Assigned task A
Summarize the article on the online insomnia program below in two sentences.
Assigned task B
Answer these questions from the article on the online insomnia program below:
(i) How many people were enrolled in the study?
(ii) What widely used treatment for insomnia is SHUTi built on?
(iii) What share of SHUTi users were in the "no insomnia" range one year after using it?
Assigned task C
Please write the next part of the article on the online insomnia program, starting after its final sentence.

Document extract

+++

An online program designed to help people overcome insomnia significantly improves both the amount and quality of sleep, a new study has found.

The study is the first to look closely at the effects of the Sleep Healthy Using the Internet (SHUTi) program on people with health conditions that could be affecting their sleep. SHUTi aims to help people overcome their sleep problems by retraining them in healthy sleep behaviors. It is built on cognitive behavioral therapy, a widely used treatment for insomnia. Of the 303 people enrolled in the study, about half had either a medical or psychiatric condition.

Ultimately, approximately 70 percent of the SHUTi users had significant improvements, and more than half (56.6 percent) were in the “no insomnia” range one year after using SHUTi. In general, SHUTi proved significantly more effective than online sleep education information – the type of tips that might be found online – provided to a control group of study participants.

+++

Information provided
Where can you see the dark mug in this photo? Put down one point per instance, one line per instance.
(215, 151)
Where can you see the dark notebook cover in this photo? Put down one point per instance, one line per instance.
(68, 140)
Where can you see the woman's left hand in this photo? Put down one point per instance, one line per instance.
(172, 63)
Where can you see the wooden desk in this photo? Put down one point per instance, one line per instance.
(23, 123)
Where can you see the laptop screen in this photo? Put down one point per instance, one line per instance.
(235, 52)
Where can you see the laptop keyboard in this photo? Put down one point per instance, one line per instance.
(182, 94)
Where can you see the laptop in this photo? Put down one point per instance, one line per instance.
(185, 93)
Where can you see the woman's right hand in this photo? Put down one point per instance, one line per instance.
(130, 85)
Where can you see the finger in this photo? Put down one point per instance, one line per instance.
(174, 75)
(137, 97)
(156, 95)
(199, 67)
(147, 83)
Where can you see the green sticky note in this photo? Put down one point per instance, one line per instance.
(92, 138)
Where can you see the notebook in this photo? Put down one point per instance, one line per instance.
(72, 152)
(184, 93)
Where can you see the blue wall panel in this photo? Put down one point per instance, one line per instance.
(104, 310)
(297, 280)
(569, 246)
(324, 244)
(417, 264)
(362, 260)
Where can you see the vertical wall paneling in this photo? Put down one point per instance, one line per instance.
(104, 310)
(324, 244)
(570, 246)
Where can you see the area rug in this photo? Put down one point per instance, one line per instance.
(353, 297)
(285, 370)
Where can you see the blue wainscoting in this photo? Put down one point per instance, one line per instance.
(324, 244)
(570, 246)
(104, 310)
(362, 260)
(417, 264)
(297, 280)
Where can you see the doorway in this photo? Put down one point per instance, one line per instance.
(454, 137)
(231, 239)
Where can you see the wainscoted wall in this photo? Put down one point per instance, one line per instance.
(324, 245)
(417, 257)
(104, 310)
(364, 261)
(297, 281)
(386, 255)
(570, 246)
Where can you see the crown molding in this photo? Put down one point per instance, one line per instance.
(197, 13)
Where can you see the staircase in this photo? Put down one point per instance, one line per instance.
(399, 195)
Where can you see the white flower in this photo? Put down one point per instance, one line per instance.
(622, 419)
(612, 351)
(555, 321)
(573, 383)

+++

Exercise output A
A new study found that SHUTi, an online program built on cognitive behavioral therapy that retrains people in healthy sleep behaviors, significantly improves both the amount and quality of sleep, and it is the first study to look closely at the program's effects on people with health conditions that could be affecting their sleep. About 70 percent of SHUTi users had significant improvements, more than half were in the "no insomnia" range one year later, and the program proved significantly more effective than the online sleep education given to a control group.

Exercise output B
(i) 303 people.
(ii) Cognitive behavioral therapy.
(iii) 56.6 percent.

Exercise output C
“We really tried to have as robust a study design as we possibly could to see if [SHUTi] would stand up over time,” said University of Virginia School of Medicine Professor Lee Ritterband, PhD, one of the program’s creators. “We found that those who got the SHUTi intervention did much better…and the main symptoms of insomnia were significantly improved and stayed improved over time.”

Could Help ‘Unimaginable Numbers’

Based on the study findings, the researchers have concluded that online programs without in-person human involvement can meaningfully improve sleep. The Internet, they say, “provides a less-expensive, scalable treatment option that could reach previously unimaginable numbers of people.”

Overall, the study found that the benefits of SHUTi were similar to those found in trials of cognitive behavioral therapy delivered by healthcare providers. The measure of effectiveness was based on experiences self-reported by study participants rather than a measurement of time spent sleeping.

Findings Published

The study findings have been published online by JAMA Psychiatry,a publication of the Journal of the American Medical Association. The article was written by Ritterband, Frances P. Thorndike, Karen S. Ingersoll, Holly R.Lord, Linda Gonder-Frederick, Christina Frederick, Mark S. Quigg, Wendy F. Cohn and Charles M. Morin.

The SHUTi program is available at through BeHealth Solutions, the company that licenses SHUTi and its software platform from UVA. Ritterband, Thorndike, Gonder-Frederick and Morin have equity ownership in BeHealth Solutions. They did not work directly with participants in the randomized study, but helped design the study and draft the report.

The work was supported by the National Institutes of Health’s National Institute of Mental Health, grant R01MH86758.